____ Task input

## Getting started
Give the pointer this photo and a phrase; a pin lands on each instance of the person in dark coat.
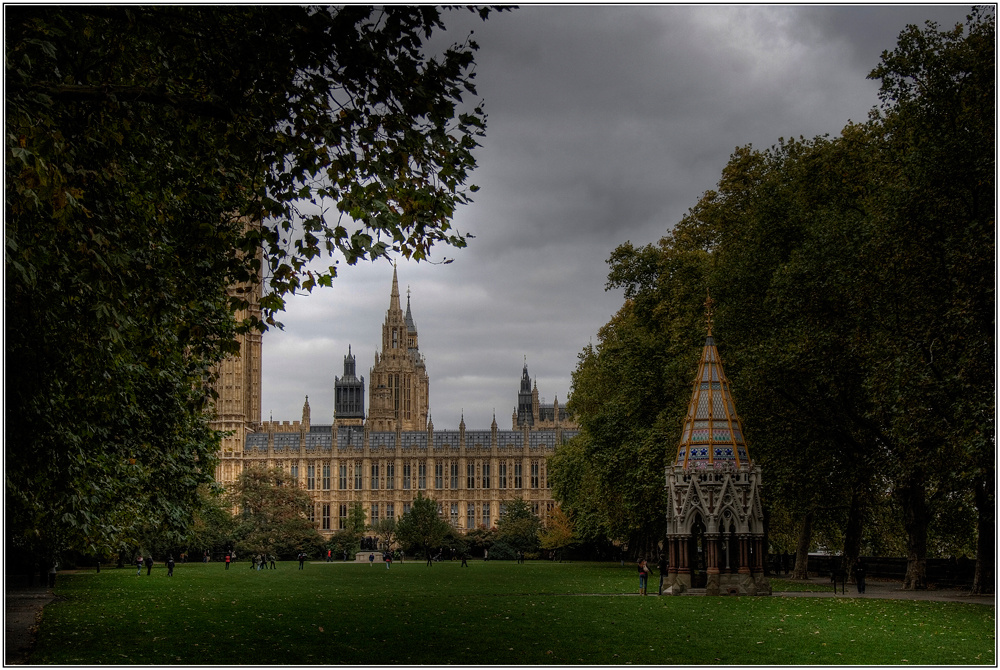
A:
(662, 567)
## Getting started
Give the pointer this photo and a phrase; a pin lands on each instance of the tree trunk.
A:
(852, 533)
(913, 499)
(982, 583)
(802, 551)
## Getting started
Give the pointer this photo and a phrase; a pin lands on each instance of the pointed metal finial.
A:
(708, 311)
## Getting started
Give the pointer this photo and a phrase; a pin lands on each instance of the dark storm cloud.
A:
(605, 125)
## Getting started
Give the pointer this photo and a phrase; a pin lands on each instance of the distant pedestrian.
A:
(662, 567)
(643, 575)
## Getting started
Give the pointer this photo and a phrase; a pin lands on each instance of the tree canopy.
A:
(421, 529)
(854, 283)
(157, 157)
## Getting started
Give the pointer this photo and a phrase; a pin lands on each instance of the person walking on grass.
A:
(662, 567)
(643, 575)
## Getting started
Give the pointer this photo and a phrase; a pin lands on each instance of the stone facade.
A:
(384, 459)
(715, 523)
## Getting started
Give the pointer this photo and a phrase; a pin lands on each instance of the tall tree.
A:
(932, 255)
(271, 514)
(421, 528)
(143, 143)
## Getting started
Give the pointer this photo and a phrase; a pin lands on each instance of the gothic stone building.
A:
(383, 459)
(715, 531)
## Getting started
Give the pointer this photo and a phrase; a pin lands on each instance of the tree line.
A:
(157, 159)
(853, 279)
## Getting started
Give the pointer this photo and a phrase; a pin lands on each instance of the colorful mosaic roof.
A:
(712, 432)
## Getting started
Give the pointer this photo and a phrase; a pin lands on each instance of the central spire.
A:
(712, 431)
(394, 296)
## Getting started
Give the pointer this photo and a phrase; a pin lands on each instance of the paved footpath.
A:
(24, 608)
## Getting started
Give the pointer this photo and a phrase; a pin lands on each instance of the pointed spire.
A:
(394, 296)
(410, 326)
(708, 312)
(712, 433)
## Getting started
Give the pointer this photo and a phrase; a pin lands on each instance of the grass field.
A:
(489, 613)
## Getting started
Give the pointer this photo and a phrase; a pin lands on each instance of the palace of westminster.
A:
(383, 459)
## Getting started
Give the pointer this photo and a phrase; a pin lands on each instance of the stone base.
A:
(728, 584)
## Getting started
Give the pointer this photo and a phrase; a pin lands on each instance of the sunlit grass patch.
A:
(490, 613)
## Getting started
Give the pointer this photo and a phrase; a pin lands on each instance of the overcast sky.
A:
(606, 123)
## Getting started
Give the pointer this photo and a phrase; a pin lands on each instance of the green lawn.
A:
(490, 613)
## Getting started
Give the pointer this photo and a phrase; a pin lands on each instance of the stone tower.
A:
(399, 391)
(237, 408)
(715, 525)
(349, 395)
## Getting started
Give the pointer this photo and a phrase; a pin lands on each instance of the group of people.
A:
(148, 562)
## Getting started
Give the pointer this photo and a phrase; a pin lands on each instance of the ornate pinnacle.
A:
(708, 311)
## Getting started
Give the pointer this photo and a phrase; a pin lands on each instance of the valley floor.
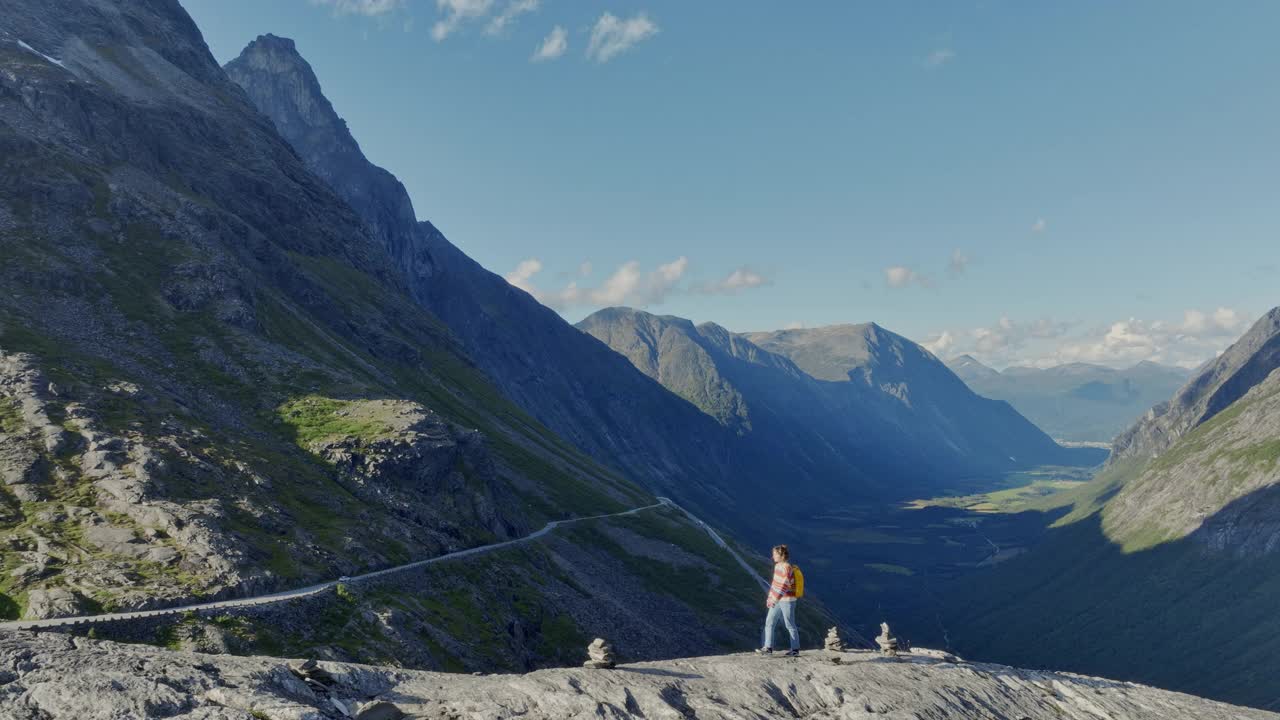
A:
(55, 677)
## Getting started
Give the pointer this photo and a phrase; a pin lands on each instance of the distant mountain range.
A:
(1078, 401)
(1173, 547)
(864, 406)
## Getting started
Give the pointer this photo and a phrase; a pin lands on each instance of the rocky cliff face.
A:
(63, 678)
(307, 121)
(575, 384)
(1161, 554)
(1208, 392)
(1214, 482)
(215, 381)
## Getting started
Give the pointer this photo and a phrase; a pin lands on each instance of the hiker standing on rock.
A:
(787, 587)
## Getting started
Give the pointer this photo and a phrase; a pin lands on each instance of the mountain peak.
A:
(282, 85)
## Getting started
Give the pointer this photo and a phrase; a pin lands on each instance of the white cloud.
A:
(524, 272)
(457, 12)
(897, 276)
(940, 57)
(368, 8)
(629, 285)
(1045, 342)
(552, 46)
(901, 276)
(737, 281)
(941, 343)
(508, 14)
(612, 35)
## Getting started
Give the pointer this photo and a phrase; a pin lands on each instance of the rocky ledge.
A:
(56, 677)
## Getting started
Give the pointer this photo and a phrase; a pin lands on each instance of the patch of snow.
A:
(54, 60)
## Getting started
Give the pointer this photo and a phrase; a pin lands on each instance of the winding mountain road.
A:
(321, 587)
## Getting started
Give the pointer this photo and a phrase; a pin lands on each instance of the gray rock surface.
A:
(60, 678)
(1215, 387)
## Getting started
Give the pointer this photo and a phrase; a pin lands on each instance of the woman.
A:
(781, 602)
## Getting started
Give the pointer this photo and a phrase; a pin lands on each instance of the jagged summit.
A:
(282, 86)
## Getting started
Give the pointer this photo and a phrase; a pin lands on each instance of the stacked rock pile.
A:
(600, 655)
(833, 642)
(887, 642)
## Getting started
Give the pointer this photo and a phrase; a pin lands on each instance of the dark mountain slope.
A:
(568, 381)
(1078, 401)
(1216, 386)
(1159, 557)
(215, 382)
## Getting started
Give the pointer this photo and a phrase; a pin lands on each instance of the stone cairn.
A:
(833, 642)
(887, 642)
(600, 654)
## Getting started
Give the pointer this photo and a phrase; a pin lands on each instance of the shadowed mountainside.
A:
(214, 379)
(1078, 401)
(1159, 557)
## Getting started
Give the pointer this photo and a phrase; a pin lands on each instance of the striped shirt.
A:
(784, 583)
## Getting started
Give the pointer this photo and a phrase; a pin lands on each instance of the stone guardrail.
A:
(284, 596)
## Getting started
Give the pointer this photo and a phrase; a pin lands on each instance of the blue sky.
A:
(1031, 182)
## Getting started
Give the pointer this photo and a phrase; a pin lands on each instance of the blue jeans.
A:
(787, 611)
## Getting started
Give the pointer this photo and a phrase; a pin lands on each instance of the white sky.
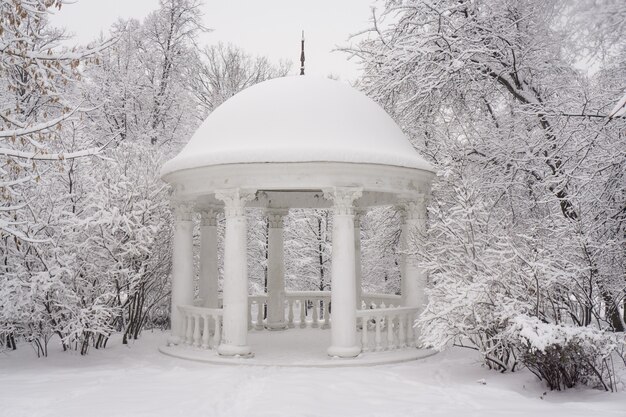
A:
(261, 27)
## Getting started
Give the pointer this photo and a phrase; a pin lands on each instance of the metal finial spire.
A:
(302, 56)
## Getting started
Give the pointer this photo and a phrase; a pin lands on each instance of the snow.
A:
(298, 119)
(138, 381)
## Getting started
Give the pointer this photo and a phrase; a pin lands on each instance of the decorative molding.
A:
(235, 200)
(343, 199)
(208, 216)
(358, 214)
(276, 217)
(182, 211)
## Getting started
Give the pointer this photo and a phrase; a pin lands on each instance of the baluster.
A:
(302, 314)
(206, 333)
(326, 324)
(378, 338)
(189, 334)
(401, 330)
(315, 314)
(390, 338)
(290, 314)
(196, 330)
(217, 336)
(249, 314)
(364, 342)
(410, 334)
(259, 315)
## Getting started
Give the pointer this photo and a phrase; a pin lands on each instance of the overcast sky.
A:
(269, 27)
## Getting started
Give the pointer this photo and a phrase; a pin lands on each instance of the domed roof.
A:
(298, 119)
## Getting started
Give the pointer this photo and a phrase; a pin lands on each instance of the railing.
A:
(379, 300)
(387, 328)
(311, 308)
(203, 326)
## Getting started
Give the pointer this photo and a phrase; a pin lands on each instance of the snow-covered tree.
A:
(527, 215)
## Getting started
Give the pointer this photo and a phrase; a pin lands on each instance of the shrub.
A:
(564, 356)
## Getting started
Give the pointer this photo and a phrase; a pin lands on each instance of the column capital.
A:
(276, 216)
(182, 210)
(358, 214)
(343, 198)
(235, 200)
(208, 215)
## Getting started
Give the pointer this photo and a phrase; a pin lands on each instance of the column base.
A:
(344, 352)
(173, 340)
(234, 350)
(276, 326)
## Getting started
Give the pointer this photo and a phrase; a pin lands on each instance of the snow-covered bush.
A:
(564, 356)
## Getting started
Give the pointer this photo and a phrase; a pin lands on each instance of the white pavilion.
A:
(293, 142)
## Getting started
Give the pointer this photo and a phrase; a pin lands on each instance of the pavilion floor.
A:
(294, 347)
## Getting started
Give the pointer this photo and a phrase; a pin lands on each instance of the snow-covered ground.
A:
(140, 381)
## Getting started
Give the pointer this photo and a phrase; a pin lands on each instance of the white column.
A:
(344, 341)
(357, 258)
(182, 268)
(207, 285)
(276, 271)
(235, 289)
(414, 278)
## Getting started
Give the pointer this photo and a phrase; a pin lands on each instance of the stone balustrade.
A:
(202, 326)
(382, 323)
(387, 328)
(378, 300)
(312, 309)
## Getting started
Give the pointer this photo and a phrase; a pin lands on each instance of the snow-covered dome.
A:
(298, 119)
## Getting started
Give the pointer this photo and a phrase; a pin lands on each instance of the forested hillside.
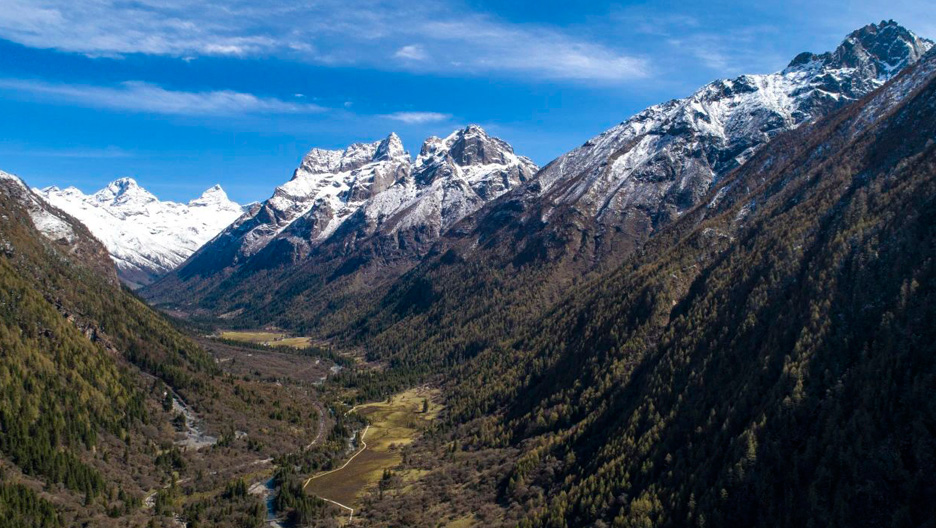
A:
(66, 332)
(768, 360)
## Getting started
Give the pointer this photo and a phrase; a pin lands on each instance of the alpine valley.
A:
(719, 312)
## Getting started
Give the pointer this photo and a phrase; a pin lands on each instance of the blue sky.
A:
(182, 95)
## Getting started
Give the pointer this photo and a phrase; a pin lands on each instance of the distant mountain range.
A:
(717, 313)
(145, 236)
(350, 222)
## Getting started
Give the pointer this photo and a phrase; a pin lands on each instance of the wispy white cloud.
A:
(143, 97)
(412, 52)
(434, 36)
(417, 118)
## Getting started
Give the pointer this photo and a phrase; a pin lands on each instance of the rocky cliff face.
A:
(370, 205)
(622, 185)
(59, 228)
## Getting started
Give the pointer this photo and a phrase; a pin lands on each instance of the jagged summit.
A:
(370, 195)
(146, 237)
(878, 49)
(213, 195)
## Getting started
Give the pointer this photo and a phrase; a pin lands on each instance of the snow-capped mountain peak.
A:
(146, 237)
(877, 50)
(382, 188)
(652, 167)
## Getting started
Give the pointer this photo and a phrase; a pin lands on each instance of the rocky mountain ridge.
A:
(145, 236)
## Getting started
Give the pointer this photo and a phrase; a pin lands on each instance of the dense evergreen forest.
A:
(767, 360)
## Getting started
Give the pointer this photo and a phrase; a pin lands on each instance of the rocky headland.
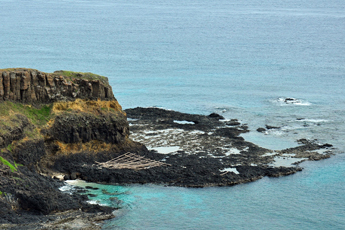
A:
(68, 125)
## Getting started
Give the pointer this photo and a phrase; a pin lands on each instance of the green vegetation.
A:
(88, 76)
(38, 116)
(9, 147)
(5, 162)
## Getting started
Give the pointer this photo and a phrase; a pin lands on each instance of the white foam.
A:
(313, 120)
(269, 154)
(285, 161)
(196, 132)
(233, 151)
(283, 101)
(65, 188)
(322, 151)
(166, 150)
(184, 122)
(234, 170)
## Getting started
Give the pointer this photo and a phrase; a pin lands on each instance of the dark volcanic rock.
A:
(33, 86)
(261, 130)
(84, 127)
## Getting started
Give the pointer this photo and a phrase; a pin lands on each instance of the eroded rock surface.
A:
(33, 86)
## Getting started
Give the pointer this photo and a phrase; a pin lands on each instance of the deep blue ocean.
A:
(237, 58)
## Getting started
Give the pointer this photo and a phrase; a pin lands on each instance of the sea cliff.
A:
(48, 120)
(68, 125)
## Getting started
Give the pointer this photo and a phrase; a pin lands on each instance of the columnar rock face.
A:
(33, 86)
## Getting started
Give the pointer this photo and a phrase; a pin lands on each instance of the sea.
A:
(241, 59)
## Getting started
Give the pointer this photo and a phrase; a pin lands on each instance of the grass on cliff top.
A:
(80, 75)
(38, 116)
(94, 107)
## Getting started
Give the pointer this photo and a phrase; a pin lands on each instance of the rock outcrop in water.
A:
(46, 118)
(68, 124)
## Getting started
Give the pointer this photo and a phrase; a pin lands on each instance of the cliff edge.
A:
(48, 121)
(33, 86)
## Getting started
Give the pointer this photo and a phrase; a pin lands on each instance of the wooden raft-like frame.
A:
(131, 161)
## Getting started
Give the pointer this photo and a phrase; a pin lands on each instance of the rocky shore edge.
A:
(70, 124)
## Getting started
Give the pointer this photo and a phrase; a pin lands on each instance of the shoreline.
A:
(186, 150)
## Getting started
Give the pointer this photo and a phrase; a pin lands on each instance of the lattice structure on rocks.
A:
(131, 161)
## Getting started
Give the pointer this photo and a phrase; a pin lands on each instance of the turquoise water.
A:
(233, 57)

________

• **Task to complete**:
Return every line of the records above that contains the word "peak".

• **Response to the task**:
Give the pointer this photo and a phrase; a pin lands on each instance of the mountain peak.
Give the pointer this photo and a phrase; a pin lands on each instance of the snow-capped mountain peak.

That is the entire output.